(Task goal): Arrange every line of the rows below as a two-column Markdown table. Number the lines in order under Number and put each line's text under Line, leaving out blank lines.

(Information supplied):
______________________________

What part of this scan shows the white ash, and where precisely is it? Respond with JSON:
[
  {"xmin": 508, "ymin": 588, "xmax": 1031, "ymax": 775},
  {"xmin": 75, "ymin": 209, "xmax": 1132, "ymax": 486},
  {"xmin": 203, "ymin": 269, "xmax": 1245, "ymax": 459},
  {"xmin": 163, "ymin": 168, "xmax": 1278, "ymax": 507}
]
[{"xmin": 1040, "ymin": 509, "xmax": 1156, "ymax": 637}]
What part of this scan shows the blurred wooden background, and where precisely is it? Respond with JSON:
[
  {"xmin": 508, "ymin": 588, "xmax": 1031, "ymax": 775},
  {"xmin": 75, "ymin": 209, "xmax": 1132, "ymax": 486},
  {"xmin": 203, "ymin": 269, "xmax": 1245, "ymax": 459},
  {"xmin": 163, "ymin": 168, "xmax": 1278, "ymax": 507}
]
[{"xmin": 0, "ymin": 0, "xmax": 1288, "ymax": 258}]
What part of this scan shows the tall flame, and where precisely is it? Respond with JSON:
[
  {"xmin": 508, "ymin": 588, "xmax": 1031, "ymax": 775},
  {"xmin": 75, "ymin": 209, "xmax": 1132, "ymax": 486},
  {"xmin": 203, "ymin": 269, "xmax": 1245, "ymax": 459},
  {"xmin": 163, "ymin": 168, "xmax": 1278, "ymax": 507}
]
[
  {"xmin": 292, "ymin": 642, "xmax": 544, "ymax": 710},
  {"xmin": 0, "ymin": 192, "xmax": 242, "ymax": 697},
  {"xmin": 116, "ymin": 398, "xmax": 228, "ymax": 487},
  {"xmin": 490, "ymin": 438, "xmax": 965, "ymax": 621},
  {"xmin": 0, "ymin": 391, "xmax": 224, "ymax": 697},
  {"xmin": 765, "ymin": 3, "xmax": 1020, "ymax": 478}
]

______________________________

(Worked solution):
| Number | Line |
|---|---|
| 1 | What part of this scan shows the white ash, and where precisely is it? Respond with JSON: |
| 2 | [ |
| 3 |   {"xmin": 508, "ymin": 588, "xmax": 1031, "ymax": 775}, |
| 4 |   {"xmin": 75, "ymin": 209, "xmax": 1132, "ymax": 486}, |
| 5 |   {"xmin": 203, "ymin": 269, "xmax": 1245, "ymax": 459}, |
| 6 |   {"xmin": 163, "ymin": 168, "xmax": 1278, "ymax": 507} |
| 7 | ] |
| 8 | [{"xmin": 1040, "ymin": 509, "xmax": 1156, "ymax": 637}] |
| 9 | What part of this scan shows the blurred wooden background, and where precisely is it? Respond with JSON: |
| 10 | [ |
| 11 |   {"xmin": 508, "ymin": 588, "xmax": 1031, "ymax": 775}, |
| 12 |   {"xmin": 75, "ymin": 209, "xmax": 1132, "ymax": 486}, |
| 13 |   {"xmin": 203, "ymin": 269, "xmax": 1245, "ymax": 459}, |
| 14 |   {"xmin": 163, "ymin": 168, "xmax": 1278, "ymax": 507} |
| 15 | ] |
| 16 | [{"xmin": 0, "ymin": 0, "xmax": 1288, "ymax": 258}] |
| 17 | What part of this scan shows the tall flame, and where precisely is it? Respond with JSON: |
| 18 | [ |
| 19 |   {"xmin": 508, "ymin": 588, "xmax": 1031, "ymax": 775}, |
| 20 |   {"xmin": 75, "ymin": 209, "xmax": 1132, "ymax": 486}, |
| 21 |   {"xmin": 203, "ymin": 269, "xmax": 1245, "ymax": 459}, |
| 22 |   {"xmin": 163, "ymin": 168, "xmax": 1278, "ymax": 507} |
| 23 | ] |
| 24 | [ |
| 25 |   {"xmin": 292, "ymin": 642, "xmax": 544, "ymax": 710}, |
| 26 |   {"xmin": 0, "ymin": 192, "xmax": 242, "ymax": 697}, |
| 27 |   {"xmin": 116, "ymin": 398, "xmax": 228, "ymax": 487}, |
| 28 |   {"xmin": 490, "ymin": 438, "xmax": 965, "ymax": 621}, |
| 29 |   {"xmin": 0, "ymin": 391, "xmax": 224, "ymax": 697}, |
| 30 |   {"xmin": 765, "ymin": 3, "xmax": 1020, "ymax": 478} |
| 31 | ] |